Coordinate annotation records

==================================================

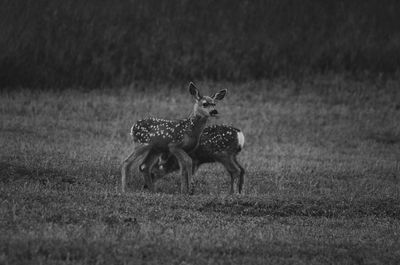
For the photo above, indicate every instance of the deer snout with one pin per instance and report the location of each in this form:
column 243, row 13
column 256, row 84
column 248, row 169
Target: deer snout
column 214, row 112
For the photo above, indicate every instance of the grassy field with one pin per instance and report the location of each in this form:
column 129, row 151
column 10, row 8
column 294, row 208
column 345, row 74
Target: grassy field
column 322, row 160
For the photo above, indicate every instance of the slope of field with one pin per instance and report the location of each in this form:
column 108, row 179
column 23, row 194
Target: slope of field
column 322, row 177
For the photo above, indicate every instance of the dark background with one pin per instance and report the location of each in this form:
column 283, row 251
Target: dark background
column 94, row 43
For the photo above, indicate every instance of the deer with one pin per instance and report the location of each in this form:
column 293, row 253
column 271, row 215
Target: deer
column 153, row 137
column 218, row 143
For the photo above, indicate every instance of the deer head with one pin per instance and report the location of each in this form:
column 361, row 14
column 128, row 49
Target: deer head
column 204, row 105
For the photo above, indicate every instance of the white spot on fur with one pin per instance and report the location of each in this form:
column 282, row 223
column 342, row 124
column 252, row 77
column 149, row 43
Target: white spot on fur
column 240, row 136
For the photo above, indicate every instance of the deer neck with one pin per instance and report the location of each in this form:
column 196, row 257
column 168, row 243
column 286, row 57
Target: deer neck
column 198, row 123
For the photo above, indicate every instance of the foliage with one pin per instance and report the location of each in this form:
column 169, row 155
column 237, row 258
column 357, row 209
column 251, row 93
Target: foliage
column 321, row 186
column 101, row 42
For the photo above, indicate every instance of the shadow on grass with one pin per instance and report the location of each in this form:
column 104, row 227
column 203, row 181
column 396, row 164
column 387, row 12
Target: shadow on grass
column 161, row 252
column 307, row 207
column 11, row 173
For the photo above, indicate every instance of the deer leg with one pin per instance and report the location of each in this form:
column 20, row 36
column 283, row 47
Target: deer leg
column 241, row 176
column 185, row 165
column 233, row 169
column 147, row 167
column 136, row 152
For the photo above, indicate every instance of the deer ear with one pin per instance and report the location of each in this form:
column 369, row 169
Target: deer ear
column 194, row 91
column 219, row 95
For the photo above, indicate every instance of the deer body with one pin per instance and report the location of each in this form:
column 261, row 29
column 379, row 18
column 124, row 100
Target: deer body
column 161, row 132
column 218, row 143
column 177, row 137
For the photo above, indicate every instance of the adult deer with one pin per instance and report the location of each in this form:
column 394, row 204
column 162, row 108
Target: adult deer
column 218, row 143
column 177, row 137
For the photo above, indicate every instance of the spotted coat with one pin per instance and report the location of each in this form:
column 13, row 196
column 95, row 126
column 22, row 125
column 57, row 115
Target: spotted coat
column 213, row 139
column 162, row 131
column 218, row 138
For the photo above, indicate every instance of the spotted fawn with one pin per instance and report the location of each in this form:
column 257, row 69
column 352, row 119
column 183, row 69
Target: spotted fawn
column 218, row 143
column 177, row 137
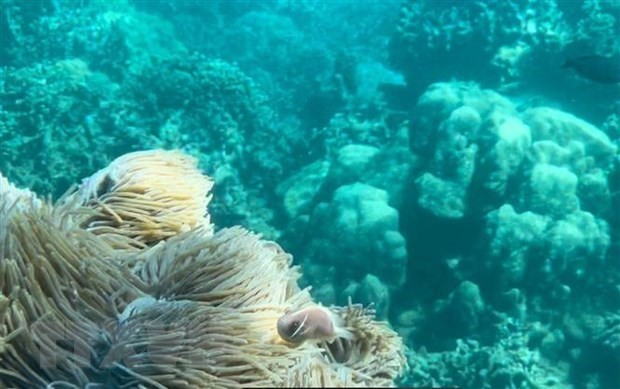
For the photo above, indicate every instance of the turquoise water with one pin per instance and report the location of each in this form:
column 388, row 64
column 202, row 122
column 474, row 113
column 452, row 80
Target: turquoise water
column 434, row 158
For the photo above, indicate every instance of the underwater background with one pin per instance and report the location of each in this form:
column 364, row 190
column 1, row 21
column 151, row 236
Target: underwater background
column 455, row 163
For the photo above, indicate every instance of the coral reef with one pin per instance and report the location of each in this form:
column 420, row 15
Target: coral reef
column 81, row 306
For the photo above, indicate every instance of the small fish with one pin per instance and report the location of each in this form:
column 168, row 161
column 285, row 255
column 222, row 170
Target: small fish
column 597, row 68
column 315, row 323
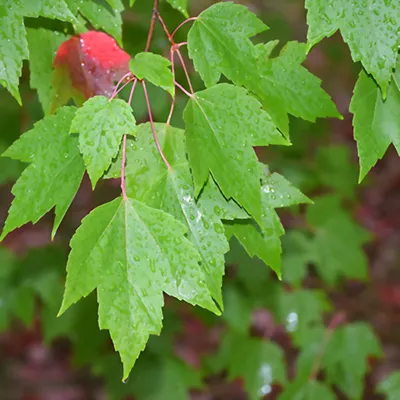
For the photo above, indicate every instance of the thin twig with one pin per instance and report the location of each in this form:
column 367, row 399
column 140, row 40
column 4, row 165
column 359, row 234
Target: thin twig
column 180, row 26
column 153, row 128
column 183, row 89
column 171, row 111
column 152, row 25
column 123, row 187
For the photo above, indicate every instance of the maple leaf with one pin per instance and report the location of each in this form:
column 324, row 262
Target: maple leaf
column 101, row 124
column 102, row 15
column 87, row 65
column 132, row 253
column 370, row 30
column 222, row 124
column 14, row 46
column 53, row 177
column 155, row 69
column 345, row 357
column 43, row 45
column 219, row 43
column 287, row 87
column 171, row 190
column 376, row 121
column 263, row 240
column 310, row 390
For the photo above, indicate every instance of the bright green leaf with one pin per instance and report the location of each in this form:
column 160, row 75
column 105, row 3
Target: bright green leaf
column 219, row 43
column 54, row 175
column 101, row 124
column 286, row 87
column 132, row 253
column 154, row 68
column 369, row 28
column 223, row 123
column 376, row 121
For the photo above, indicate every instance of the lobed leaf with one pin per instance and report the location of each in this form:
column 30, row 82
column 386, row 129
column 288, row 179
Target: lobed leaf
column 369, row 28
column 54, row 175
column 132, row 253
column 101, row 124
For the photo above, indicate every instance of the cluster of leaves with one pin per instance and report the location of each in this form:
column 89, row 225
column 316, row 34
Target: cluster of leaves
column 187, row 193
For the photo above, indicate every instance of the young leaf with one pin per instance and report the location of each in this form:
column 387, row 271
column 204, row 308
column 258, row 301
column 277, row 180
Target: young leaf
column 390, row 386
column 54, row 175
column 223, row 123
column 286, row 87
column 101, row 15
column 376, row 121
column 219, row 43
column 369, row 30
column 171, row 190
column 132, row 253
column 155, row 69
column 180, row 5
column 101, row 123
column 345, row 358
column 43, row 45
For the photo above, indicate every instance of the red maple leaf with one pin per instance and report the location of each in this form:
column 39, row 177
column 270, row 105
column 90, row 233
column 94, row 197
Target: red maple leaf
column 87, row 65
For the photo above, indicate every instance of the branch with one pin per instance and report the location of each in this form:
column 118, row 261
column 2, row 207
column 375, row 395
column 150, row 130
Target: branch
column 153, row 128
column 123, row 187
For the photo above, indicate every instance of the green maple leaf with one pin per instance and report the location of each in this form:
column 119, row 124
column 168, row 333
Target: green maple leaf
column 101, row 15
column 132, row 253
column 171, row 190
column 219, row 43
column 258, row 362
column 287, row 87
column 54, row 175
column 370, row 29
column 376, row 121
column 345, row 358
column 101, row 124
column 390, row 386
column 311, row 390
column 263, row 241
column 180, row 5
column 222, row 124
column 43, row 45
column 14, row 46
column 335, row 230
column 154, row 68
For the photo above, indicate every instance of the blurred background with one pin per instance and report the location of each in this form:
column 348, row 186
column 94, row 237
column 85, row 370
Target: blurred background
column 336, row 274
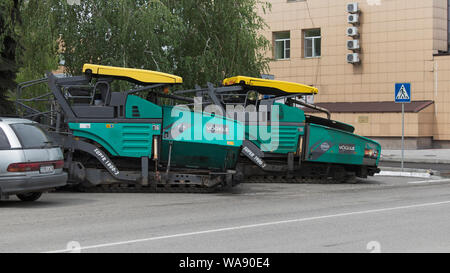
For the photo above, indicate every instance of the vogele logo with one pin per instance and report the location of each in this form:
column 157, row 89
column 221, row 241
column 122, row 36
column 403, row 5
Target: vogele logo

==================================================

TO BE DONE:
Render the records above as a JSON list of strings, one string per line, with blank lines omitted. Leave the pictures out of the answer.

FINAL RESULT:
[
  "For the photo above, indicate every instance of the deer snout with one pin per instance and report the location of each in this form:",
  "column 243, row 13",
  "column 256, row 84",
  "column 248, row 169",
  "Target: deer snout",
  "column 214, row 112",
  "For the photo above, indicate every instance of the grassy field with one pin per instance and report the location of each in this form:",
  "column 129, row 151",
  "column 10, row 8",
  "column 294, row 208",
  "column 345, row 74",
  "Target: grassy field",
  "column 322, row 160",
  "For the photo above, indicate every instance of the slope of field with one pin per instance and report the location of each in this form:",
  "column 108, row 179",
  "column 23, row 194",
  "Target: slope of field",
  "column 322, row 177",
  "For the photo above, indicate every instance of the dark background with one pin per instance and report the location of each in this form:",
  "column 283, row 251",
  "Target: dark background",
  "column 94, row 43",
  "For the photo above, indicate every instance of the deer with one pin per instance and report the location of each in this form:",
  "column 293, row 253",
  "column 271, row 215",
  "Target: deer",
  "column 153, row 137",
  "column 218, row 143",
  "For the photo above, indicate every instance of the deer head with one pin per instance and report the location of each in this form:",
  "column 361, row 14",
  "column 128, row 49",
  "Target: deer head",
  "column 204, row 105",
  "For the photo above, indicate every instance of the white spot on fur with one pin per instance and report the location of each in this form:",
  "column 282, row 223",
  "column 342, row 124",
  "column 252, row 77",
  "column 149, row 43",
  "Target: white spot on fur",
  "column 240, row 136",
  "For the photo above, indicate every instance of the deer neck with one pin per instance and report the location of each in this form:",
  "column 196, row 257",
  "column 168, row 243",
  "column 286, row 57",
  "Target: deer neck",
  "column 198, row 123",
  "For the photo above, indicate every instance of the foliage with one pin per instance and report the location of each in this form:",
  "column 169, row 155",
  "column 237, row 258",
  "column 357, row 209",
  "column 251, row 93",
  "Target: foliage",
  "column 321, row 186",
  "column 101, row 42",
  "For the photo above, indicate every instance of the shadow on grass with one pin per instance and report the location of each in this form:",
  "column 104, row 227",
  "column 203, row 181",
  "column 396, row 164",
  "column 387, row 12",
  "Target: shadow on grass",
  "column 161, row 252",
  "column 307, row 207",
  "column 11, row 173",
  "For the photo above, indicate every instance of the deer leg with one pin per instance and report the location of each in this form:",
  "column 20, row 36",
  "column 283, row 47",
  "Target: deer leg",
  "column 241, row 176",
  "column 185, row 165",
  "column 233, row 169",
  "column 147, row 167",
  "column 136, row 152",
  "For the photo above, indicate every instance of the deer ear with one pin per instance and report the location of each in this form:",
  "column 369, row 169",
  "Target: deer ear",
  "column 194, row 91",
  "column 219, row 95",
  "For the photo above, indicate every instance of the deer body with one pin per instance and report the location of each in this form:",
  "column 261, row 29",
  "column 379, row 18",
  "column 124, row 100",
  "Target: deer body",
  "column 161, row 132",
  "column 218, row 143",
  "column 177, row 137",
  "For the photo above, indicate every instance of the adult deer with one pin per instance and report the location of each in this form:",
  "column 394, row 204",
  "column 162, row 108",
  "Target: adult deer",
  "column 218, row 143",
  "column 177, row 137",
  "For the photo above, indicate every instance of the spotted coat with one pin per instance and report the location of each in this form:",
  "column 13, row 196",
  "column 95, row 126",
  "column 22, row 125",
  "column 57, row 115",
  "Target: spotted coat",
  "column 213, row 139",
  "column 162, row 131",
  "column 218, row 138",
  "For the photo above, indicate every instance of the spotted fawn with one pin per instance and report the location of each in this form:",
  "column 257, row 69",
  "column 352, row 119",
  "column 183, row 69",
  "Target: spotted fawn",
  "column 218, row 143",
  "column 177, row 137",
  "For the photo above, indicate every instance of the turquoise water with one pin per instance and report the location of each in this form:",
  "column 388, row 64",
  "column 202, row 122",
  "column 474, row 113",
  "column 452, row 80",
  "Target: turquoise water",
  "column 434, row 158",
  "For the photo above, indicate every instance of the underwater background with one pin per instance and report the location of each in this form:",
  "column 364, row 190",
  "column 1, row 21",
  "column 151, row 236",
  "Target: underwater background",
  "column 455, row 163",
  "For the photo above, indicate every instance of the coral reef with one pin per instance and report the location of each in this form:",
  "column 420, row 15",
  "Target: coral reef",
  "column 81, row 306",
  "For the photo above, indicate every instance of the small fish with one pin per instance and report the location of each in this form:",
  "column 168, row 161",
  "column 285, row 255",
  "column 222, row 170",
  "Target: small fish",
  "column 597, row 68",
  "column 315, row 323",
  "For the photo above, indicate every instance of the thin twig with one pin per instance and report the location of each in this form:",
  "column 367, row 399",
  "column 140, row 40",
  "column 4, row 165",
  "column 359, row 234",
  "Target: thin twig",
  "column 180, row 26",
  "column 153, row 128",
  "column 183, row 89",
  "column 171, row 111",
  "column 152, row 25",
  "column 123, row 187",
  "For the photo above, indicate every instance of the maple leaf with one pin per instance and report the location of each in this form:",
  "column 324, row 262",
  "Target: maple leaf",
  "column 101, row 124",
  "column 102, row 15",
  "column 87, row 65",
  "column 132, row 253",
  "column 370, row 30",
  "column 222, row 124",
  "column 14, row 46",
  "column 53, row 177",
  "column 155, row 69",
  "column 345, row 357",
  "column 43, row 45",
  "column 219, row 43",
  "column 287, row 87",
  "column 171, row 190",
  "column 376, row 121",
  "column 263, row 240",
  "column 310, row 390",
  "For the photo above, indicate every instance of the bright green leaf with one pin per instance and report the location of each in this form:",
  "column 160, row 75",
  "column 105, row 3",
  "Target: bright green leaf",
  "column 219, row 43",
  "column 54, row 175",
  "column 101, row 124",
  "column 286, row 87",
  "column 132, row 253",
  "column 154, row 68",
  "column 369, row 28",
  "column 223, row 123",
  "column 376, row 121",
  "For the photo above, indicate every instance of the lobed leaf with one pin per instance and report the location of each in this form:",
  "column 30, row 82",
  "column 386, row 129",
  "column 288, row 179",
  "Target: lobed leaf",
  "column 369, row 28",
  "column 54, row 175",
  "column 132, row 253",
  "column 101, row 124",
  "For the photo above, indicate every instance of the cluster of leaves with one pin per instance and report the location of each in this form:",
  "column 89, row 225",
  "column 316, row 34",
  "Target: cluster of leaves",
  "column 187, row 193",
  "For the photo above, indicate every instance of the young leaf with one pin per instance and report the location of each in this form:",
  "column 387, row 271",
  "column 204, row 308",
  "column 258, row 301",
  "column 277, row 180",
  "Target: young leaf",
  "column 390, row 386",
  "column 54, row 175",
  "column 223, row 123",
  "column 286, row 87",
  "column 101, row 15",
  "column 376, row 121",
  "column 219, row 43",
  "column 369, row 30",
  "column 171, row 190",
  "column 132, row 253",
  "column 155, row 69",
  "column 180, row 5",
  "column 101, row 123",
  "column 345, row 358",
  "column 43, row 45",
  "For the photo above, indicate every instance of the red maple leaf with one pin per instance and report the location of each in this form:",
  "column 39, row 177",
  "column 270, row 105",
  "column 90, row 233",
  "column 94, row 197",
  "Target: red maple leaf",
  "column 87, row 65",
  "For the photo above, indicate every instance of the branch with one pin per instance and report the location of each in this form:",
  "column 118, row 261",
  "column 2, row 207",
  "column 375, row 395",
  "column 150, row 130",
  "Target: branch",
  "column 153, row 128",
  "column 123, row 187",
  "For the photo above, indicate every instance of the green maple leaf with one pin per instance and report the location of each in this form:",
  "column 119, row 124",
  "column 168, row 333",
  "Target: green maple leaf",
  "column 101, row 15",
  "column 132, row 253",
  "column 171, row 190",
  "column 219, row 43",
  "column 258, row 362",
  "column 287, row 87",
  "column 54, row 175",
  "column 370, row 29",
  "column 376, row 121",
  "column 345, row 358",
  "column 101, row 124",
  "column 390, row 386",
  "column 311, row 390",
  "column 263, row 241",
  "column 180, row 5",
  "column 222, row 124",
  "column 43, row 45",
  "column 14, row 46",
  "column 335, row 230",
  "column 154, row 68",
  "For the photo above, indicate every instance of the blurred background with one pin per instance and report the location of each in this form:",
  "column 348, row 186",
  "column 94, row 237",
  "column 85, row 370",
  "Target: blurred background",
  "column 336, row 274",
  "For the photo above, indicate every instance of the vogele logo with one pin per instance and report the location of each in this form:",
  "column 157, row 89",
  "column 221, row 241",
  "column 122, row 36",
  "column 403, row 5",
  "Target: vogele logo"
]